* _DATA PROVIDED_:
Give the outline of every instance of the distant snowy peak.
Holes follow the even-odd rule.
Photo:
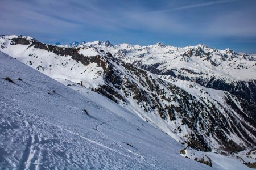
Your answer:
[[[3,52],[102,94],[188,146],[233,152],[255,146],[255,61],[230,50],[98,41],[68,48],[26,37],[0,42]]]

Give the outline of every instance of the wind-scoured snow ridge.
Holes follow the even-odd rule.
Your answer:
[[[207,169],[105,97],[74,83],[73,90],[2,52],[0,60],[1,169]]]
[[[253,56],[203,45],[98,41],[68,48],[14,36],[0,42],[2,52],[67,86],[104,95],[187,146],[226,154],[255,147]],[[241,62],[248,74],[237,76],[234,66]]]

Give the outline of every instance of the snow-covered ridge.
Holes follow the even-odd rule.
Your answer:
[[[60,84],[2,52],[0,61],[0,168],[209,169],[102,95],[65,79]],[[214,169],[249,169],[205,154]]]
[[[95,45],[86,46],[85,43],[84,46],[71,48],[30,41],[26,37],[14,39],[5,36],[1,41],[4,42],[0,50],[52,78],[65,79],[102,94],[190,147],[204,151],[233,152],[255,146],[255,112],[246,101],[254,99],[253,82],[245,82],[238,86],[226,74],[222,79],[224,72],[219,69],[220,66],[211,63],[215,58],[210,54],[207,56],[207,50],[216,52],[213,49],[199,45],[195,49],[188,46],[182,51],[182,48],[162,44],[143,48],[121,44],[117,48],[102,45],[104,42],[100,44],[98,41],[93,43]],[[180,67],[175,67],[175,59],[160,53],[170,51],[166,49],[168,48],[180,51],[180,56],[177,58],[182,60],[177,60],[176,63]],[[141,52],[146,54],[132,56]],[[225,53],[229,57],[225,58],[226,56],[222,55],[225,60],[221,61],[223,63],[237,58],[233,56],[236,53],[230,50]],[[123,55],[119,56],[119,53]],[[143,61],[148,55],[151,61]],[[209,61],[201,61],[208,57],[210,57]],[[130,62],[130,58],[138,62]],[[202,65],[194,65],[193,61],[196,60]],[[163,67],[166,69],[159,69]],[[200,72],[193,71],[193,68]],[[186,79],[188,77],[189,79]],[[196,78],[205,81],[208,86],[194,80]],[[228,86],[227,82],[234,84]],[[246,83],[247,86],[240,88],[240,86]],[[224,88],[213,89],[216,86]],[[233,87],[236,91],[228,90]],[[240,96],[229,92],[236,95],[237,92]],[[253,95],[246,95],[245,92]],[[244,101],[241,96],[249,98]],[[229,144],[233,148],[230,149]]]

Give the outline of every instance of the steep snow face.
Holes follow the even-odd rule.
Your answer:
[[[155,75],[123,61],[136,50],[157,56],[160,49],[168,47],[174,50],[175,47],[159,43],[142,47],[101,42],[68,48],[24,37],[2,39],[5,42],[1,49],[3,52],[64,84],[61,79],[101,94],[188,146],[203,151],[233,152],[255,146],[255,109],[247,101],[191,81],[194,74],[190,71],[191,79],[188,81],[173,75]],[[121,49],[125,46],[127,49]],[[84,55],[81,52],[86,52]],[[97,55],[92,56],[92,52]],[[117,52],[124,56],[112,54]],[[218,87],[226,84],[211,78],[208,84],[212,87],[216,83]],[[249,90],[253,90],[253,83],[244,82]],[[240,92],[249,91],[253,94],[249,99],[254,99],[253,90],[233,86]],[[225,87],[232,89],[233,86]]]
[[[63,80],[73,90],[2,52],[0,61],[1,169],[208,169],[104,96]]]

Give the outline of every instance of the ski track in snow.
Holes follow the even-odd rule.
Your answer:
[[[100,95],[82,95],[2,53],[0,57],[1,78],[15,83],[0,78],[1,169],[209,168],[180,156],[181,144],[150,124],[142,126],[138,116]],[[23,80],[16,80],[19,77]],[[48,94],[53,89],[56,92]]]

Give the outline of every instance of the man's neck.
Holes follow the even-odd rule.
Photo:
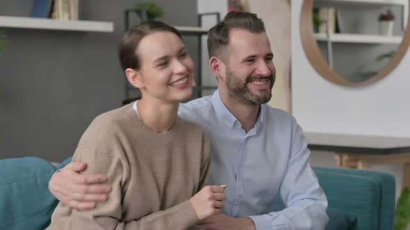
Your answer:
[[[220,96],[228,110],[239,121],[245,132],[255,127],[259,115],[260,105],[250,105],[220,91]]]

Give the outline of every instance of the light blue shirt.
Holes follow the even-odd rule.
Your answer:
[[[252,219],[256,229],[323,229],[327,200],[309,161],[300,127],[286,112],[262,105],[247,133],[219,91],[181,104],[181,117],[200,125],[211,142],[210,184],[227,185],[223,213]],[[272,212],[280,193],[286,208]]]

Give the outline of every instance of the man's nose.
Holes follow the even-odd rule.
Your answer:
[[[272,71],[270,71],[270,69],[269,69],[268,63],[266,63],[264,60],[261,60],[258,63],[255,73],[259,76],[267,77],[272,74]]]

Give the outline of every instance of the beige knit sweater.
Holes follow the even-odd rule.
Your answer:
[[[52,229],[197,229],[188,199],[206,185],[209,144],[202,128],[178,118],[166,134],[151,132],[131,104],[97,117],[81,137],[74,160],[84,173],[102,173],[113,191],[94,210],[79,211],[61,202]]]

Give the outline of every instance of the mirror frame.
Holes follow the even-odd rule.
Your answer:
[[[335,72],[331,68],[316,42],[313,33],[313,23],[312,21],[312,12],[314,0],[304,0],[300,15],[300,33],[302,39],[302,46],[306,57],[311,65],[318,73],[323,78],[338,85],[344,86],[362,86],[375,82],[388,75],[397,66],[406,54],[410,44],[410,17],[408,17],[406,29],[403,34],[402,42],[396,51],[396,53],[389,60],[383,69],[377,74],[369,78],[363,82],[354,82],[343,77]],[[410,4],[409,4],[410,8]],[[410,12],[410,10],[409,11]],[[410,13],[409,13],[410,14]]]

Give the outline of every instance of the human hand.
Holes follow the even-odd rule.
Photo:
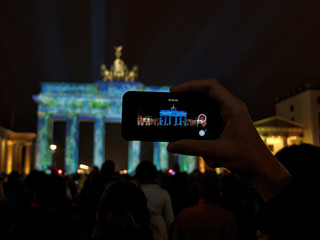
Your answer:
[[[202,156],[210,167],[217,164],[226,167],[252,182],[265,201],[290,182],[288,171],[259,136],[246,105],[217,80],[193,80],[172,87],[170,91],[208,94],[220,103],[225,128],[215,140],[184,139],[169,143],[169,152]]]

* _THE PROBLEM_: Every record gets retyped exactly; no picture goes into the copy.

* _TASK OUTPUT_:
Give the outline of every instance of the distant snowy peak.
Holes follow the even-odd rule.
Photo:
Your answer:
[[[3,52],[102,94],[188,146],[233,152],[255,146],[255,61],[230,50],[98,41],[68,48],[26,37],[0,42]]]

Give the outline of every instance of the wind-scoured snow ridge.
Holes follow the even-odd rule.
Your answer:
[[[207,169],[105,97],[74,83],[73,90],[2,52],[0,60],[1,169]]]
[[[253,56],[203,45],[98,41],[68,48],[14,36],[0,42],[2,52],[67,86],[104,95],[187,146],[226,154],[255,147]],[[241,62],[248,74],[237,76],[234,66]]]

Give the outline of every instance of the snow-covered ridge.
Holes follow the even-odd rule.
Your answer:
[[[60,84],[2,52],[0,61],[0,168],[209,169],[102,95],[65,79]],[[214,169],[249,169],[205,154]]]
[[[95,45],[86,46],[85,43],[84,46],[71,48],[30,41],[26,37],[14,39],[5,36],[1,41],[4,42],[0,50],[52,78],[65,79],[102,94],[190,147],[204,151],[233,152],[255,146],[255,112],[246,101],[254,99],[253,82],[245,82],[238,86],[226,74],[222,79],[224,72],[219,69],[220,66],[211,63],[215,58],[210,54],[207,56],[207,50],[216,52],[213,49],[199,45],[195,49],[188,46],[182,51],[182,48],[162,44],[143,48],[121,44],[117,48],[102,45],[104,42],[100,44],[98,41],[93,43]],[[180,67],[175,67],[175,59],[160,53],[170,51],[166,49],[168,48],[180,51],[180,56],[177,58],[182,60],[177,60],[176,63]],[[141,52],[146,54],[132,56]],[[225,53],[229,57],[225,58],[226,56],[222,55],[225,60],[221,61],[223,63],[237,58],[233,56],[236,53],[230,50]],[[123,55],[119,56],[119,53]],[[143,61],[148,55],[151,61]],[[209,61],[201,61],[208,57],[210,57]],[[130,62],[130,58],[138,62]],[[202,65],[194,65],[193,61],[196,60]],[[163,67],[166,69],[159,69]],[[200,72],[193,71],[193,68]],[[186,79],[188,77],[189,79]],[[196,78],[205,81],[208,86],[194,80]],[[228,86],[227,82],[234,84]],[[246,83],[247,86],[240,88],[240,86]],[[224,88],[213,89],[216,86]],[[233,87],[236,91],[228,90]],[[240,96],[229,92],[236,95],[237,92]],[[253,95],[246,95],[245,92]],[[244,101],[241,96],[249,98]],[[229,144],[233,148],[230,149]]]

Give the outline of every instance of the steep snow face.
Holes follow the even-odd rule.
Your answer:
[[[155,75],[123,61],[136,50],[157,56],[160,49],[168,47],[174,50],[175,47],[159,43],[142,47],[101,42],[68,48],[24,37],[2,39],[5,42],[1,49],[3,52],[64,84],[61,79],[101,94],[188,146],[203,151],[233,152],[255,146],[255,109],[247,101],[191,81],[194,74],[190,71],[191,79],[188,81],[173,75]],[[121,49],[125,46],[127,49]],[[84,55],[81,52],[86,52]],[[97,55],[92,56],[92,52]],[[117,52],[124,56],[112,54]],[[218,87],[226,84],[211,78],[208,84],[212,87],[216,83]],[[249,90],[253,90],[253,83],[244,82]],[[240,92],[249,91],[253,94],[249,99],[254,99],[253,90],[233,86]],[[225,87],[232,89],[233,86]]]
[[[63,80],[73,90],[2,52],[0,61],[1,169],[208,169],[104,96]]]

Give the outline of every instance of the ski track in snow.
Holes follow the even-odd rule.
Your answer:
[[[100,95],[82,95],[2,53],[0,57],[1,78],[15,83],[0,78],[1,169],[209,168],[180,156],[181,144],[150,124],[142,126],[138,116]],[[23,80],[16,80],[19,77]],[[48,94],[53,89],[56,92]]]

Give the outline of every instance of the man's neck.
Holes follow the even-odd rule.
Photo:
Your answer:
[[[220,96],[228,110],[239,121],[245,132],[255,127],[259,115],[260,105],[250,105],[220,91]]]

Give the outline of every instance of the light blue shirt.
Holes follow the even-odd rule.
Your answer:
[[[252,219],[256,229],[323,229],[327,200],[309,161],[300,127],[286,112],[262,105],[247,133],[219,91],[181,104],[181,117],[200,125],[211,142],[210,184],[227,185],[223,213]],[[272,212],[280,193],[286,208]]]

Give the outline of every instance of the man's nose.
Holes follow the even-odd rule.
Your answer:
[[[272,71],[270,71],[270,69],[269,69],[268,63],[266,63],[264,60],[261,60],[258,63],[255,73],[259,76],[267,77],[272,74]]]

Give the outline of every instance of the beige knit sweater.
Holes follow the even-odd rule.
Your answer:
[[[52,229],[197,229],[188,199],[206,185],[209,144],[202,128],[178,118],[166,134],[151,132],[131,104],[97,117],[81,137],[74,160],[84,173],[102,173],[113,191],[94,210],[79,211],[61,202]]]

Give the outline of every instance of the mirror frame.
Holes follow the even-odd rule.
Your answer:
[[[335,72],[331,68],[316,42],[313,33],[313,23],[312,21],[312,12],[314,0],[304,0],[300,15],[300,33],[302,39],[302,46],[306,57],[311,65],[318,73],[323,78],[338,85],[344,86],[362,86],[375,82],[388,75],[397,66],[406,54],[410,44],[410,17],[408,17],[406,29],[403,34],[402,42],[396,51],[396,53],[389,60],[383,69],[377,74],[369,78],[363,82],[354,82],[343,77]],[[410,4],[409,4],[410,8]],[[410,12],[410,10],[409,11]],[[410,13],[409,13],[410,14]]]

Give the outline of every instance of the human hand.
Holes follow the even-odd rule.
Photo:
Your answer:
[[[202,156],[210,167],[217,164],[226,167],[252,182],[265,201],[290,182],[288,171],[259,136],[246,105],[217,80],[193,80],[172,87],[170,91],[208,94],[220,103],[225,128],[215,140],[184,139],[169,143],[169,152]]]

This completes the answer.